[Point localization data]

Content starts

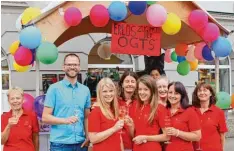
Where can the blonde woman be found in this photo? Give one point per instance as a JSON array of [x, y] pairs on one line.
[[19, 127], [104, 126], [148, 117], [162, 85]]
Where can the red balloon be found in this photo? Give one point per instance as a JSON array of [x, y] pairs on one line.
[[23, 56], [181, 49], [99, 16], [28, 102], [210, 32], [198, 19], [72, 16]]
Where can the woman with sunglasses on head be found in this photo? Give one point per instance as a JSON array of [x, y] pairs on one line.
[[103, 122], [148, 117], [184, 124], [213, 125]]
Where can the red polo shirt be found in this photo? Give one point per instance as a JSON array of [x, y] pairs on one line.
[[143, 127], [99, 123], [212, 124], [127, 139], [185, 120], [20, 138]]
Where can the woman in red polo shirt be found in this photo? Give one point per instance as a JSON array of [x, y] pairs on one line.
[[213, 125], [148, 117], [127, 94], [19, 127], [103, 120], [184, 125]]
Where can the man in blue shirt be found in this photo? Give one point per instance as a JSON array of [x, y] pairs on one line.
[[66, 108]]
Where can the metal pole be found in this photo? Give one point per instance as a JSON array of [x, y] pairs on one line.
[[217, 74], [37, 67]]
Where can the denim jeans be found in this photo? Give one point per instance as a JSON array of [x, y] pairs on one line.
[[67, 147]]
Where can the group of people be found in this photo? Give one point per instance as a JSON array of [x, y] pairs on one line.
[[142, 114]]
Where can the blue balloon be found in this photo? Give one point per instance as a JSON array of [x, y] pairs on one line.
[[30, 37], [181, 58], [118, 11], [221, 47], [206, 53], [137, 7]]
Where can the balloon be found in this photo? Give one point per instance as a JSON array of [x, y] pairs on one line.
[[20, 68], [223, 100], [14, 46], [30, 14], [39, 105], [172, 25], [151, 2], [30, 37], [222, 47], [104, 51], [137, 7], [72, 16], [190, 54], [198, 19], [28, 102], [181, 58], [181, 49], [99, 15], [183, 68], [167, 57], [23, 56], [193, 65], [47, 53], [174, 56], [156, 15], [232, 102], [211, 32], [206, 53], [118, 11], [198, 51]]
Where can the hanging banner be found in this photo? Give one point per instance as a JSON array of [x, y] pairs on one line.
[[135, 39]]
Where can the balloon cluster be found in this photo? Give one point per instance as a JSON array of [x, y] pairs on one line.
[[30, 44]]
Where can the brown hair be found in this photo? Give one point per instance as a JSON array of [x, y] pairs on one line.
[[71, 55], [151, 84], [195, 99]]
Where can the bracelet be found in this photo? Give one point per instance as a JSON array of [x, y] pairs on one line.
[[178, 132]]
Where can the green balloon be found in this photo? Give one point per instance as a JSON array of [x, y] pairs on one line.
[[174, 56], [47, 53], [183, 68], [223, 100], [151, 2]]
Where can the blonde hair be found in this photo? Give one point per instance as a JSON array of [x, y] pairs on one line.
[[149, 82], [15, 89], [102, 104]]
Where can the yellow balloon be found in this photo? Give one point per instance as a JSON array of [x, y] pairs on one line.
[[29, 14], [20, 68], [172, 25], [193, 65], [14, 46]]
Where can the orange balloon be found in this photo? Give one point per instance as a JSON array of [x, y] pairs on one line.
[[181, 49], [232, 101]]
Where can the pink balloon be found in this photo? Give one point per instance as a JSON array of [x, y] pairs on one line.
[[156, 15], [198, 51], [23, 56], [211, 32], [167, 57], [99, 16], [198, 19], [72, 16], [28, 102]]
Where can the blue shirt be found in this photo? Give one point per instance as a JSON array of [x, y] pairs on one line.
[[66, 99]]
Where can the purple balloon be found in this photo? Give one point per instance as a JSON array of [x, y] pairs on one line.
[[39, 105]]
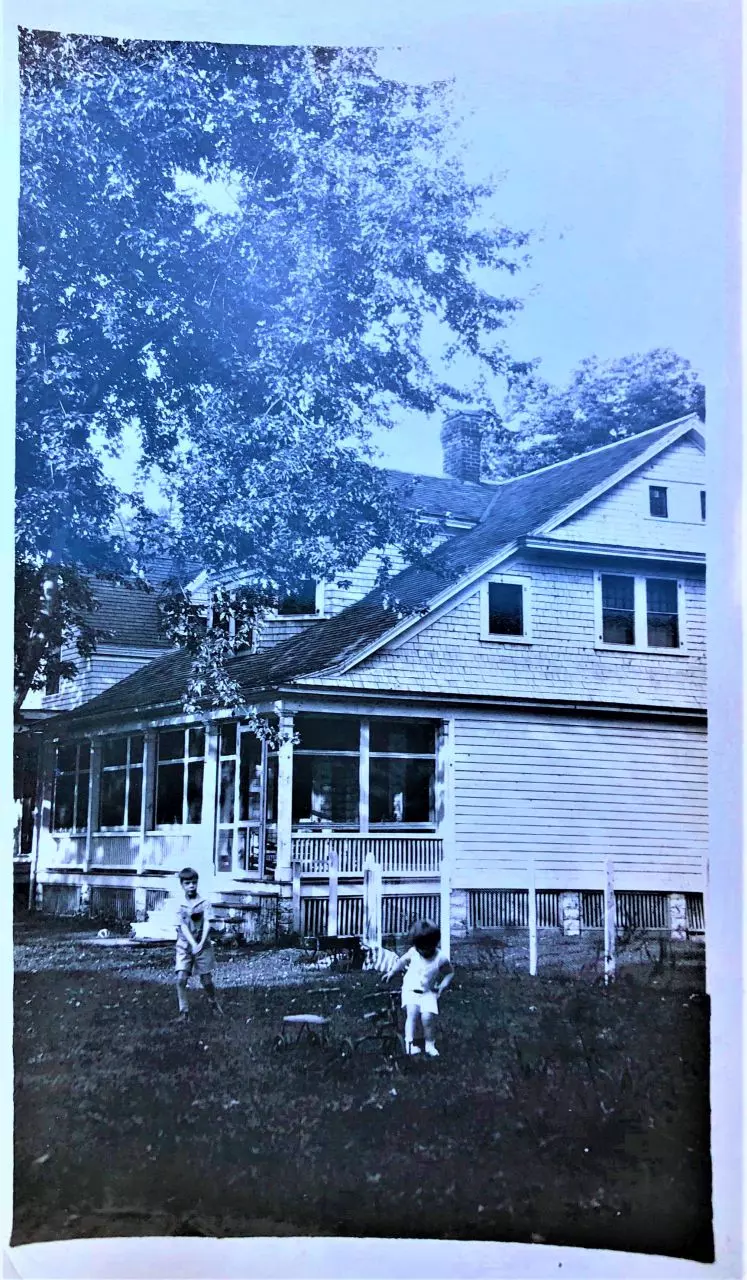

Content ends

*Task item*. Retype all the entries exactly; drop the pictures.

*Response area*.
Where can the blonde woman be found in this photo? Give one point per instance as a JSON array of [x, y] pairs on one line.
[[19, 127], [104, 126], [148, 117], [162, 85]]
Where can the red balloon be found in this photo? Give one point per instance as a JSON array of [x, y] pairs on one line.
[[23, 56], [181, 49], [99, 16], [28, 102], [210, 32], [198, 19], [72, 16]]
Where can the woman with sunglasses on head be found in this photo? Give one point per instance as a JSON array of [x, y] pairs on one line.
[[103, 122], [148, 117], [184, 124], [213, 125]]
Where can the red polo shirt be found in this photo? Give one point per instance as a JSON array of [x, y] pairs on one line.
[[143, 127], [99, 123], [212, 124], [127, 139], [185, 120], [20, 138]]
Where can the woman in red polo shirt be found in this photo? Give one point per instance as a JSON array of [x, y] pairs on one line.
[[213, 125], [148, 117], [127, 94], [19, 127], [103, 120], [184, 125]]
Where can the man in blue shirt be found in this photo? Give one point per instance as a JSON array of [x, y] pairs on one line.
[[66, 108]]
Where can the metal pole be found in this photo? Give one point per instance as a JSON array of [x, y] pairs on one line.
[[217, 74], [37, 67]]
Where can the denim jeans be found in this photo? Give one point per instance as a JSON array of [x, y] pairs on one line.
[[67, 147]]
Where can the group of people be found in this photo? Give one point per instance as a JSON array of [x, y] pairs on one line.
[[142, 114]]
Where can the blue balloon be found in this photo? Give one point per instance as a JSON array of [x, y] pairs on one line.
[[30, 37], [181, 58], [118, 11], [221, 47], [206, 53], [137, 7]]
Where can the balloon be found in this photo? Give one point per instance as a JSON array of [x, y] pairs on one line.
[[20, 68], [223, 100], [14, 46], [30, 14], [39, 105], [172, 25], [151, 2], [30, 37], [222, 47], [104, 51], [137, 7], [72, 16], [190, 54], [198, 19], [28, 102], [181, 58], [181, 49], [99, 15], [183, 68], [167, 57], [23, 56], [193, 65], [47, 53], [174, 56], [156, 15], [232, 102], [211, 32], [206, 53], [118, 11], [198, 51]]
Where can the hanging banner be found in this photo? Give one point per instance as a JSON array of [x, y] pairs on one line.
[[135, 39]]
Where can the balloon cluster be found in this photo? Give one point per instance as a JSON array of [x, y] pairs on one line.
[[30, 44]]
Where can the brown hair be found in this photo? Give one point per instance as a JSON array of [x, y] pairs on one line.
[[71, 55], [151, 84], [195, 99]]
Where can the bracelet be found in this photo? Give one point per instance as a JSON array of [x, y] pairs on one line.
[[178, 132]]
Where can the green balloon be found in this photo? Give one point per instance as a JSON array of [x, y] pairs on one line.
[[174, 56], [47, 53], [183, 68], [223, 100], [151, 2]]
Where can the blonde hair be found in this photo? Give one point per instance as a JSON array of [x, y] pairs on one line.
[[149, 82], [15, 89], [102, 104]]
Where can the yellow balloon be found in this photo? Give one point per instance as a JSON array of [x, y] pairs on one line.
[[29, 14], [20, 68], [172, 25], [193, 65], [14, 46]]
Where can the orange balloon be found in this photo? Give one point per instance as a JSON array of [x, y] pairs on one line.
[[181, 49], [232, 101]]
Where can the pink balloon be found in this photo? Give one point per instance as a JSON array of [x, y] pairs on one line.
[[156, 15], [198, 51], [23, 56], [211, 32], [167, 57], [99, 16], [198, 19], [72, 16], [28, 102]]
Where can the blue shirt be found in this photo? Give one point per instance as a JSON array of [x, y] pairs on one line.
[[66, 99]]
Where can the purple balloon be found in this photo? Give one point per instance as a JSON array of [x, y] pairs on one line.
[[39, 105]]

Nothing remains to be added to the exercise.